#### Exercise requirements
Copy everything from the line containing "hockey stick and record the coordinates." down to the end of the records, replacing "stone lintel" with "stone beam" and leaving all else unchanged.

------------------------------------------------

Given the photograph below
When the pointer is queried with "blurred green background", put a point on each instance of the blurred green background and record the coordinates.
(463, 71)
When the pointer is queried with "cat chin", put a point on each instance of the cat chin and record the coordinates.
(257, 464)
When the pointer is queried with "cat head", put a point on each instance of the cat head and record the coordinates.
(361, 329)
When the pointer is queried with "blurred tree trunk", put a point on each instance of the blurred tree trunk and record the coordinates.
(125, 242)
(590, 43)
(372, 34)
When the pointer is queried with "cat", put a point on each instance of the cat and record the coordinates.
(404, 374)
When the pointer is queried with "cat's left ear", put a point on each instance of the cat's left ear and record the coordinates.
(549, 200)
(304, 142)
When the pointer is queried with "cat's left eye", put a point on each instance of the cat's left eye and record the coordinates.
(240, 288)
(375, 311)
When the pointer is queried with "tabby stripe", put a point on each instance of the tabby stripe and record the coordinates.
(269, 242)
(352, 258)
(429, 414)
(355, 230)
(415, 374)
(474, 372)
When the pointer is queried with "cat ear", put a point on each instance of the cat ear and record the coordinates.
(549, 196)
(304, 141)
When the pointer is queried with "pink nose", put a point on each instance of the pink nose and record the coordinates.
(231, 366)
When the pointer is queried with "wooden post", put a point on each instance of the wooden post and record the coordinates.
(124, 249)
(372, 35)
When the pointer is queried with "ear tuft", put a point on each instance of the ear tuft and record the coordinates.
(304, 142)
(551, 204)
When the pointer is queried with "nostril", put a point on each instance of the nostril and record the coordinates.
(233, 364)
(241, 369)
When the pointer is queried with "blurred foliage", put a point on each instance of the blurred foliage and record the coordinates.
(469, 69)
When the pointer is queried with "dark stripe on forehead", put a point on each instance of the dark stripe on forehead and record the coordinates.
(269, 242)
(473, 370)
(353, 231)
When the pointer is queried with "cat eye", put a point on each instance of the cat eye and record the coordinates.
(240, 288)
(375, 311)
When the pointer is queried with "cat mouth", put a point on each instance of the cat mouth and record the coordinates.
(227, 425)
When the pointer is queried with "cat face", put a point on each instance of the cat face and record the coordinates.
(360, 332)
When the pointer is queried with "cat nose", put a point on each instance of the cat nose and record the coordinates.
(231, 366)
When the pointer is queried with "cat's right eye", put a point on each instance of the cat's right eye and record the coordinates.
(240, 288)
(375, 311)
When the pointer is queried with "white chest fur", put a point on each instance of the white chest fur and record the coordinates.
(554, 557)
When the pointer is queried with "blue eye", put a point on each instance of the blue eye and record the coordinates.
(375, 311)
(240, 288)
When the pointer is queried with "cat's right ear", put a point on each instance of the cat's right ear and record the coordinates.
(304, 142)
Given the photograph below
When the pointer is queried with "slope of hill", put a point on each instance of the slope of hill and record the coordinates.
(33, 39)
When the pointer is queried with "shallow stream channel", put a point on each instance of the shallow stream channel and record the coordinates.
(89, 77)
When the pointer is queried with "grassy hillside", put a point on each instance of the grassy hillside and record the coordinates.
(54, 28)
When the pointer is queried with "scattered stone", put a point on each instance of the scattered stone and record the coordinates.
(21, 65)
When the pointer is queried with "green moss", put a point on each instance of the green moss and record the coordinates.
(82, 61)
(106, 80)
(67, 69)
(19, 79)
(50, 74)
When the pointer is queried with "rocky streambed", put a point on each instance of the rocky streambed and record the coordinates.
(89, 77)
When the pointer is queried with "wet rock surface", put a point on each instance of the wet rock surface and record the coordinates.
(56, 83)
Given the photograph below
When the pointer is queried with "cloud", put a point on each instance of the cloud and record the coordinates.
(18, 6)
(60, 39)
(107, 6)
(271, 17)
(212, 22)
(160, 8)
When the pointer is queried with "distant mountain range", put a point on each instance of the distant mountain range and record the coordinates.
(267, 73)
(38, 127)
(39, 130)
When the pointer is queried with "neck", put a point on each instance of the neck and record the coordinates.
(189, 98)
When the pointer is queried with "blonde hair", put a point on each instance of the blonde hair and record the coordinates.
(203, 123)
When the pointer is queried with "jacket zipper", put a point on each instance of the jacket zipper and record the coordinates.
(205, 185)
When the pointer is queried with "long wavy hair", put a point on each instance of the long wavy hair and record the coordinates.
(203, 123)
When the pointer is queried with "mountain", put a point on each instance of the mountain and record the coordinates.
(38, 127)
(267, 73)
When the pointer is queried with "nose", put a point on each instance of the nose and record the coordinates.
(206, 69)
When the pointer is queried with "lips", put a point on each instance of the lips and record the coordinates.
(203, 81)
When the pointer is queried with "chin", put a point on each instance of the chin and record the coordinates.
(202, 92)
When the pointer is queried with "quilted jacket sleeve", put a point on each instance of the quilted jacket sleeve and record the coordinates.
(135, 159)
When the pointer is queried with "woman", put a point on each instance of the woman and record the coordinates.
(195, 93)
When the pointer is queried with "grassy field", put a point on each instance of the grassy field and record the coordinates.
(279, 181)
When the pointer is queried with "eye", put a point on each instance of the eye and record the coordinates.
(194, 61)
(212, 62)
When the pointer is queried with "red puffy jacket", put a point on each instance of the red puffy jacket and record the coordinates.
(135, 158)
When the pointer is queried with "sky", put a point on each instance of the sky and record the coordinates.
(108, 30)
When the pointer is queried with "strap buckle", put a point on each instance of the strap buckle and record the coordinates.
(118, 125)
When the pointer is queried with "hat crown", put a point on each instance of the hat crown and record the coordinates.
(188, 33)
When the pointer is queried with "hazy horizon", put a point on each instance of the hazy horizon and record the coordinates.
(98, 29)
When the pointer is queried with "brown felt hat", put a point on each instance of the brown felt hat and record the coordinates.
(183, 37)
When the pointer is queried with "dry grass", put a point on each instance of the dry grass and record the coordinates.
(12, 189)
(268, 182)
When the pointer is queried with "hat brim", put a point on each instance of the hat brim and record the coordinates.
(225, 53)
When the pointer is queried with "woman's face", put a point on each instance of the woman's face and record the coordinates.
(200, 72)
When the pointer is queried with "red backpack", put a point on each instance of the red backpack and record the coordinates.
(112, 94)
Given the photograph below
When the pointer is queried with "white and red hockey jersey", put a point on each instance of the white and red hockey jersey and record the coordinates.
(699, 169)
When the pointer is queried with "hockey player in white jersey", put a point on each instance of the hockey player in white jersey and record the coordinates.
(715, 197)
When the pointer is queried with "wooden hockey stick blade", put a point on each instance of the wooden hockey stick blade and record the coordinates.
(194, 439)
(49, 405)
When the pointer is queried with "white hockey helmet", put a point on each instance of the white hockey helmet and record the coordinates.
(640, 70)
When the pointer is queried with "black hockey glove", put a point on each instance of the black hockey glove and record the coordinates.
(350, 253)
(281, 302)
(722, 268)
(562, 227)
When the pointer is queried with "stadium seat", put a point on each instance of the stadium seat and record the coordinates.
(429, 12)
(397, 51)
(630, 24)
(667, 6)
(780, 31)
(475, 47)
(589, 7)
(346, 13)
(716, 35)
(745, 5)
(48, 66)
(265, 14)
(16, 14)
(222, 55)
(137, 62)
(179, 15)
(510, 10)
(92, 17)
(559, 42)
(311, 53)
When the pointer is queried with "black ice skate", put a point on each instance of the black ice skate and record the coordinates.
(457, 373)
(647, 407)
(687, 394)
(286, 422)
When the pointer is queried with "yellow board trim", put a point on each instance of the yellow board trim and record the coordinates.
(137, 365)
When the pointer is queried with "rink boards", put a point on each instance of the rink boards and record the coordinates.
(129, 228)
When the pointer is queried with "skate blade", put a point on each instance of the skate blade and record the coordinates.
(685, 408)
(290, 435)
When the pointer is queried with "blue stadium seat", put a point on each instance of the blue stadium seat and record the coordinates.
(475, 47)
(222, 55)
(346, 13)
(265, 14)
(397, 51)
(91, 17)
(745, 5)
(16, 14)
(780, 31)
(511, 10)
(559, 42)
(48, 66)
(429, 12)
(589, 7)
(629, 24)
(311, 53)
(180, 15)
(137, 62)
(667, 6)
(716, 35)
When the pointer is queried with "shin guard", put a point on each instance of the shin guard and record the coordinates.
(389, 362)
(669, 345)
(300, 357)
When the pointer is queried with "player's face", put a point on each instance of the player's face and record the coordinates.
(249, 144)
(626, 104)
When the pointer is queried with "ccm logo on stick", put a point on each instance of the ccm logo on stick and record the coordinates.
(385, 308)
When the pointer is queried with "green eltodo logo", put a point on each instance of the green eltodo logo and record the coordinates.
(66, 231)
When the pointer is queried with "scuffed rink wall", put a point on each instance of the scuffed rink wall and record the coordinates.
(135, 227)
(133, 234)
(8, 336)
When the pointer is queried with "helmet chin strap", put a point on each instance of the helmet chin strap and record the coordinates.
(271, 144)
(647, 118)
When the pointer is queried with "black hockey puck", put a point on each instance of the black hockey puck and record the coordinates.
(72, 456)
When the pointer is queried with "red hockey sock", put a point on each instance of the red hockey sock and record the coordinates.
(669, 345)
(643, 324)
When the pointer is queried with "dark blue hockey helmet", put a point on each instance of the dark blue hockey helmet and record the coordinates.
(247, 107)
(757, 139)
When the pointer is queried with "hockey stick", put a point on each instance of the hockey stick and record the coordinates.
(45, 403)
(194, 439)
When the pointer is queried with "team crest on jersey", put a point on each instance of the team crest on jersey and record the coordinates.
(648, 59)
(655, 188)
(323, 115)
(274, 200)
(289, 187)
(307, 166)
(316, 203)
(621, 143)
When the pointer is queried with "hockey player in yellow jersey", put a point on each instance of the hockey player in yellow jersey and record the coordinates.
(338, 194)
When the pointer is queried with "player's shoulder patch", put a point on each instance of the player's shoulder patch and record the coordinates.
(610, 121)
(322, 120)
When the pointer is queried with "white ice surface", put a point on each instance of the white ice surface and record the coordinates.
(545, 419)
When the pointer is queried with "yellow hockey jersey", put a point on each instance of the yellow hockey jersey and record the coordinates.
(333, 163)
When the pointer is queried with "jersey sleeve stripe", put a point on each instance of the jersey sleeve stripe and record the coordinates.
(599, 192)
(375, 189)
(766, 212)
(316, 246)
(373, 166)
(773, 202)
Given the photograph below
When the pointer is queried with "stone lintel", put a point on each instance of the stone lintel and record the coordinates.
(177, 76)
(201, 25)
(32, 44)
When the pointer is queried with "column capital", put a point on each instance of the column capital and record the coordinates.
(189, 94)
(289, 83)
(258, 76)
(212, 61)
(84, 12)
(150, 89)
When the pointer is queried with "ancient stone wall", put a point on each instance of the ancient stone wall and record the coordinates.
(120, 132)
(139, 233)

------------------------------------------------

#### Answer to this task
When the pointer is queried with "hockey stick", put a point on each instance of the hockey stick and record the coordinates.
(45, 403)
(194, 439)
When the pointer is queried with "team crest on jersey", put a point on each instance of the team crest on jersey and record the coordinates.
(648, 59)
(655, 188)
(323, 115)
(274, 200)
(289, 187)
(307, 166)
(316, 203)
(621, 143)
When the pointer is queried with "hockey player in yellow jersey", put a point on each instance of the hockey player in yellow jersey and record the coordinates.
(338, 194)
When the pointer is queried with "player's shoulder patch", put a point on each instance of the player's shoulder patch and record the coordinates.
(610, 121)
(322, 120)
When the pointer is queried with "white ice surface", put a point on each instance of the white ice surface and record the coordinates.
(545, 419)
When the pointer is queried with "yellow hockey jersey", put a point on each instance of the yellow hockey jersey and record the coordinates.
(333, 163)
When the pointer is queried with "jersey sleeve stripe", put a point on each instance of the jersey sleeve stripe and record the coordinates.
(599, 192)
(375, 189)
(766, 212)
(316, 246)
(373, 166)
(773, 202)
Given the photograph below
When the pointer is queried with "stone beam", put a point on each instance of the stone beam and record the coordinates.
(177, 76)
(201, 25)
(32, 44)
When the pointer is queried with "column capital", put a point on each instance of the column capital and record the coordinates.
(189, 94)
(289, 83)
(258, 76)
(212, 61)
(84, 12)
(150, 89)
When the pointer is queried with "ancient stone wall", put a point on each instance of the ancient stone wall and record the coordinates.
(120, 132)
(139, 233)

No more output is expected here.